● Directive 1
Translate this sentence from the cellphone theft text into Spanish: "It wasn’t the loss of the phone itself that troubled her."
● Directive 2
According to the cellphone theft text, to which country were the illegal international calls made from the stolen phone?
● Directive 3
List, in order, every action the mother takes in the cellphone theft text's sentence that begins "She visited her bank".

The story of one cellphone theft

My mother’s mobile phone got stolen on Friday (12/11/09). She visited her bank, made a transaction at the counter, left her cellphone there by mistake, went out to the car, realized it was missing, came back to get it, but it was gone. In spite of asking everyone around for help, and even though the phone was bright red, nobody saw it or wanted to say they saw it.

It wasn’t the loss of the phone itself that troubled her. It was the text messages she had stored on the SIM card — a historical archive that went back to 2006 and contained information of sentimental value about her parents (my grandparents), who have since passed on. These were texts back from when they were still alive.

She didn’t know what to do, so she called her own number, in the hope she’d be able to reach someone. Finally, she did. A woman picked up at the other end. My mother pleaded with her to return the phone, but she hung up and never answered again. Then, my mom logged on the T-Mobile website and saw that illegal international calls had been made to Haiti from her cellphone. I took a couple of screenshots from her call log and posted them below. As you can see, the thief, a woman, wasted no time in taking advantage of the fact that my mother’s cellphone was enabled for international calls, and started calling her relatives right away, as soon as she stole the phone.

● Extracted information
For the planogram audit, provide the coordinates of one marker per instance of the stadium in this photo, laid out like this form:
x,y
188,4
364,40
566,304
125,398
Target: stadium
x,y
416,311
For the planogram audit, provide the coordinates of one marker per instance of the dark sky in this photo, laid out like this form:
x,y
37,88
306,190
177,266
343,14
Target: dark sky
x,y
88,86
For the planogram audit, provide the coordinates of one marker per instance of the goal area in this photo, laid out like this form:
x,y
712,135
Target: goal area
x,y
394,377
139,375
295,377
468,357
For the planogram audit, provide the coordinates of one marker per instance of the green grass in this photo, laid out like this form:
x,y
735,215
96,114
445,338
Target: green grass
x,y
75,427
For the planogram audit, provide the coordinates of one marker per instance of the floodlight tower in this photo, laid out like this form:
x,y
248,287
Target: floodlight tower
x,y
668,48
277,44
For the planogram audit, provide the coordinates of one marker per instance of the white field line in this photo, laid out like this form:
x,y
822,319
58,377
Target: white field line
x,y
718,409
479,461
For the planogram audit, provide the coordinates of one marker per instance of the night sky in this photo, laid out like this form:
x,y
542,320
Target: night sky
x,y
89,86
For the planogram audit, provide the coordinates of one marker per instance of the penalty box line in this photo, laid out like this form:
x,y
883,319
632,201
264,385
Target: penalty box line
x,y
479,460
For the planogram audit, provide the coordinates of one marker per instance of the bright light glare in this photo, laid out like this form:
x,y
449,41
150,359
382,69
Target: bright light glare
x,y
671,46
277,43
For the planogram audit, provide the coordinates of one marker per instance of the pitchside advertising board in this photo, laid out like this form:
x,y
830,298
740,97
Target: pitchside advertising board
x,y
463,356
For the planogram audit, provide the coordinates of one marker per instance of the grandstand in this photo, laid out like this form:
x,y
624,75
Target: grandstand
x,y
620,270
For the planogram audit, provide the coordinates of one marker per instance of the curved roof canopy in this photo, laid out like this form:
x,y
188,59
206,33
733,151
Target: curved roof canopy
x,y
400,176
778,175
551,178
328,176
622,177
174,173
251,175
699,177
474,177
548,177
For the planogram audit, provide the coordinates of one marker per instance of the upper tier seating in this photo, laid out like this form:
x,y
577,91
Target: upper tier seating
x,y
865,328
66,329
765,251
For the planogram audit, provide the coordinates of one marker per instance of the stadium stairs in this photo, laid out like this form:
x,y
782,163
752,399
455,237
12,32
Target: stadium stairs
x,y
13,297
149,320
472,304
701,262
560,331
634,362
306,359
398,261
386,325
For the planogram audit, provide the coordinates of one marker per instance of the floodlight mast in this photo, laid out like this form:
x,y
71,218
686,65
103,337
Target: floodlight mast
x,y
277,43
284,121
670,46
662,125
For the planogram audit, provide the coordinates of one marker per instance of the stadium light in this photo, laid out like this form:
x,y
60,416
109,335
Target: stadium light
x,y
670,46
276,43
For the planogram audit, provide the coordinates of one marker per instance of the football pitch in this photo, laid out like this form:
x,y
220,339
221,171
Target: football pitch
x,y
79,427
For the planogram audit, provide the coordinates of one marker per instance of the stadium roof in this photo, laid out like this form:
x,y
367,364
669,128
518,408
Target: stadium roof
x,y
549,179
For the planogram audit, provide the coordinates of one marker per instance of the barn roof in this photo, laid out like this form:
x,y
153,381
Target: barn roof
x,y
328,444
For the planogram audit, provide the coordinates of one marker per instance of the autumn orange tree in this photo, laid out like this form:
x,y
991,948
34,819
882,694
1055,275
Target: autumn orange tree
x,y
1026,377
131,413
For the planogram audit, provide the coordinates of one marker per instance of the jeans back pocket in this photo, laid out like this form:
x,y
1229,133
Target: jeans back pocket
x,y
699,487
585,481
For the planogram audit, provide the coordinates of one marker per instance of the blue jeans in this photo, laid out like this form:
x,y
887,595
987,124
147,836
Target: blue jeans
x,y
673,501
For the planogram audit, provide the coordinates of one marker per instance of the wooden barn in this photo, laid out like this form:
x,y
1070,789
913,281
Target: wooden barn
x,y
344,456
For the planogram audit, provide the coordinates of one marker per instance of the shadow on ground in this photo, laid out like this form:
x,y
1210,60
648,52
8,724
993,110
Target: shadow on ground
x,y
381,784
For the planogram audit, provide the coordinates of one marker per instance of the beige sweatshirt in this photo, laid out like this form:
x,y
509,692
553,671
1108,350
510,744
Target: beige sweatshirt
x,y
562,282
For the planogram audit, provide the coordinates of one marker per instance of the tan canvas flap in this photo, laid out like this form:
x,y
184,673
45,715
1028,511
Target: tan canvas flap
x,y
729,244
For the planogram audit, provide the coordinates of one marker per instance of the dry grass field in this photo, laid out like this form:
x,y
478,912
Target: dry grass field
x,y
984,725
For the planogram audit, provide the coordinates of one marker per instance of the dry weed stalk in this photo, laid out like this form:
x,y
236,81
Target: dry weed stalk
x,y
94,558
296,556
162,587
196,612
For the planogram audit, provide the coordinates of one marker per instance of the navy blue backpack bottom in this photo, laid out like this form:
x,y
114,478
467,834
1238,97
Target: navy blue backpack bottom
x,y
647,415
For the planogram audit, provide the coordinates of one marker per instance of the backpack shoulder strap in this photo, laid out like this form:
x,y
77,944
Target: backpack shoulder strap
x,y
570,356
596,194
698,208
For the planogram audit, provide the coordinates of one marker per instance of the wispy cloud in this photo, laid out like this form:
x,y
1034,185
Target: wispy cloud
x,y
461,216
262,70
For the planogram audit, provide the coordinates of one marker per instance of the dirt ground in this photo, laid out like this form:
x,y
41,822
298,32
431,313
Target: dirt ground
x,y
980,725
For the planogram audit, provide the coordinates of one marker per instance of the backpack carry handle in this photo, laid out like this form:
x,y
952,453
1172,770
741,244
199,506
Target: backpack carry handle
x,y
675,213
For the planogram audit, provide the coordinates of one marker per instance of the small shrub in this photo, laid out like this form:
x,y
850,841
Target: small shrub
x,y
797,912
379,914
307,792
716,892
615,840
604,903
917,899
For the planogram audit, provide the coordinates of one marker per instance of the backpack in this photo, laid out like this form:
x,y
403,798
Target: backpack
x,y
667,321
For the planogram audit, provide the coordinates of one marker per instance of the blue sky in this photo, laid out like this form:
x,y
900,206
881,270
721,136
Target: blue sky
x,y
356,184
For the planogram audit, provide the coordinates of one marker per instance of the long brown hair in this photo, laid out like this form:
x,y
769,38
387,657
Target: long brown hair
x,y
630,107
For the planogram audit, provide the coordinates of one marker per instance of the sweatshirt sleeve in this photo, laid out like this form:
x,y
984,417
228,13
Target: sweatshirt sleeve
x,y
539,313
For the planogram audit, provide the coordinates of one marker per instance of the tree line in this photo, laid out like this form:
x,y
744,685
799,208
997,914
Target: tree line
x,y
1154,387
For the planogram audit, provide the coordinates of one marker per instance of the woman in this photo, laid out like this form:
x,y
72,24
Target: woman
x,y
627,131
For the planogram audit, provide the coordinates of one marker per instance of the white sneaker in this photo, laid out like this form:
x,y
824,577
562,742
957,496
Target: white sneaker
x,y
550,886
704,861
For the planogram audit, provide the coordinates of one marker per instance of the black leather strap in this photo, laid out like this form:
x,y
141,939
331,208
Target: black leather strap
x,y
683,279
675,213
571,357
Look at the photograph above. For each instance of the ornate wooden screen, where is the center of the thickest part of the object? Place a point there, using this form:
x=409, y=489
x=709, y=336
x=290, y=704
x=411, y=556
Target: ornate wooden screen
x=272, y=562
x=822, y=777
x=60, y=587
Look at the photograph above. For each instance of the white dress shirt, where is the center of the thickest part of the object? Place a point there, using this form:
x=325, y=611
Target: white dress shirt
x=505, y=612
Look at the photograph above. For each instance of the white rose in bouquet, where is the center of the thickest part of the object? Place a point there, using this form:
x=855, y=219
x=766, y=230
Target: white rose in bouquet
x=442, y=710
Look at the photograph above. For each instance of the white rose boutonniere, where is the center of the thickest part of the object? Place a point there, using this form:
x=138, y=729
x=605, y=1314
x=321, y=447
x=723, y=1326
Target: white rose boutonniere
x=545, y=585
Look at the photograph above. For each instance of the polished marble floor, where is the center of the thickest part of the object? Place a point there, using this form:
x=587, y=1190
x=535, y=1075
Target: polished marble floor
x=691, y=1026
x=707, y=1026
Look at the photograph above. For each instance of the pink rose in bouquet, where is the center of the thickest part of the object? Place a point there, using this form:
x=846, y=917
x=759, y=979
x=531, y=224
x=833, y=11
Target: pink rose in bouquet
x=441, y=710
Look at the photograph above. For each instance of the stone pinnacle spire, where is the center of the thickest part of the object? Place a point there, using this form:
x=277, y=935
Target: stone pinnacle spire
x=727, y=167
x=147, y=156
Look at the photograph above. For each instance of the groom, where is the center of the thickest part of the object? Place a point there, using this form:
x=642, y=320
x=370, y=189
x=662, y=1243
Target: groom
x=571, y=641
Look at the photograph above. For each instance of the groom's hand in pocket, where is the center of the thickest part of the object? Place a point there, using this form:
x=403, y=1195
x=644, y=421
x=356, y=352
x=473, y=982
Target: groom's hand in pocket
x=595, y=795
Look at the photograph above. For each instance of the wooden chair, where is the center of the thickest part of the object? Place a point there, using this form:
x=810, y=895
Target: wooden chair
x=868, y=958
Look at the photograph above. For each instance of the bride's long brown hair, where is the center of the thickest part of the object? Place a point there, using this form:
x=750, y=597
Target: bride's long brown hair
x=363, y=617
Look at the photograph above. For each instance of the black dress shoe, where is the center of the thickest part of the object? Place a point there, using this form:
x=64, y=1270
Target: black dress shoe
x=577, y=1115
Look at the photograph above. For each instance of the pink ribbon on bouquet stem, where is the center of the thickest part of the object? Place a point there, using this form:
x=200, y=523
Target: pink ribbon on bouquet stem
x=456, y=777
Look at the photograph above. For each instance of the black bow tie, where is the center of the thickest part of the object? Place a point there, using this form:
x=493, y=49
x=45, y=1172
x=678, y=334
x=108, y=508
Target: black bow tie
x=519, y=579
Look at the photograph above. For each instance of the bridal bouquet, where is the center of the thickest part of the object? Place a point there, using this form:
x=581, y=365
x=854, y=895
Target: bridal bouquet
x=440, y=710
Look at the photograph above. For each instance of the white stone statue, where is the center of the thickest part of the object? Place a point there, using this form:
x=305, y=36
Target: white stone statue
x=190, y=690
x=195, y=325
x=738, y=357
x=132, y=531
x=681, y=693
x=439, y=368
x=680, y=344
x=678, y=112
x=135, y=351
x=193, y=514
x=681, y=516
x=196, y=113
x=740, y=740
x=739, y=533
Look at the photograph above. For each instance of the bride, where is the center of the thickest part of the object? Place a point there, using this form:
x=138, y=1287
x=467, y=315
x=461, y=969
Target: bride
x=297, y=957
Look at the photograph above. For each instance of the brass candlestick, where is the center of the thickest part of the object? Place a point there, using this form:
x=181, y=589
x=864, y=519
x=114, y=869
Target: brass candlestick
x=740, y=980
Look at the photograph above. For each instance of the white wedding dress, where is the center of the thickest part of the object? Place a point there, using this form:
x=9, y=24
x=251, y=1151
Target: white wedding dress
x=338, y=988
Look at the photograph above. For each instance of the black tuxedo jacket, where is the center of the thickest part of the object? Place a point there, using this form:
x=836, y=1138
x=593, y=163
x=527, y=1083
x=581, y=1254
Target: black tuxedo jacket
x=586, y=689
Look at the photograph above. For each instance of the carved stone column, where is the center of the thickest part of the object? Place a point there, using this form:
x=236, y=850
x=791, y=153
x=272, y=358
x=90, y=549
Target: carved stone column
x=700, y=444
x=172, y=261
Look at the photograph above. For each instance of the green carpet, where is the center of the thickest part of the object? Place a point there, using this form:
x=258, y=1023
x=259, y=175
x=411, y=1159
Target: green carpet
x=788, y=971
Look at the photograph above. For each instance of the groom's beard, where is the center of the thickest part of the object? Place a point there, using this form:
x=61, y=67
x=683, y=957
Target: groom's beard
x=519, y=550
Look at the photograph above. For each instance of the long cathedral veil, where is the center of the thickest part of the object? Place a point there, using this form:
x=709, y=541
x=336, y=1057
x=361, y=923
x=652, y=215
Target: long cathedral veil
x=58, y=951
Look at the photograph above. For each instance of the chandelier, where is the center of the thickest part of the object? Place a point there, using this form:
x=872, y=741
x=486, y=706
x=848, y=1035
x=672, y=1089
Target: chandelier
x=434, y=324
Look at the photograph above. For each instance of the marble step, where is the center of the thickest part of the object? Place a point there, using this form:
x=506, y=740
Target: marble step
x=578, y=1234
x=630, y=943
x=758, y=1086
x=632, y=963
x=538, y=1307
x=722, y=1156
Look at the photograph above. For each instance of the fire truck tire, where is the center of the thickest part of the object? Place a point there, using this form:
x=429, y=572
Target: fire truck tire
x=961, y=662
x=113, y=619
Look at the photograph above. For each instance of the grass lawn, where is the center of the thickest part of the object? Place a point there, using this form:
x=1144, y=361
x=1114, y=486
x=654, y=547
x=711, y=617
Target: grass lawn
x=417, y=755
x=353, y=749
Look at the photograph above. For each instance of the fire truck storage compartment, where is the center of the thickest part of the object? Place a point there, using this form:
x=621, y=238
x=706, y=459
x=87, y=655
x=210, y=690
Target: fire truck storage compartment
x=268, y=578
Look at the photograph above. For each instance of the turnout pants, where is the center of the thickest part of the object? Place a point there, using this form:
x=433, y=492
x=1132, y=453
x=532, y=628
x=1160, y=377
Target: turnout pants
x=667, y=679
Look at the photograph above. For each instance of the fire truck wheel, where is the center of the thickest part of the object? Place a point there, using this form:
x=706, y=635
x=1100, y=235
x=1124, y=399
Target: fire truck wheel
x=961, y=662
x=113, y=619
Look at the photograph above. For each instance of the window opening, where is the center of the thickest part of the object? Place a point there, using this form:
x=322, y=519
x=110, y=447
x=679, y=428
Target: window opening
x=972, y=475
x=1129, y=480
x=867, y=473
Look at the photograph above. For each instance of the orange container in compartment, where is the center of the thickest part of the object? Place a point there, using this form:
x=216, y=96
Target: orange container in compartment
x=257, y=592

● Expected answer 1
No era la pérdida del teléfono en sí lo que le preocupaba.

● Expected answer 2
Haiti.

● Expected answer 3
1. She visited her bank.
2. She made a transaction at the counter.
3. She left her cellphone there by mistake.
4. She went out to the car.
5. She realized the phone was missing.
6. She came back to get it.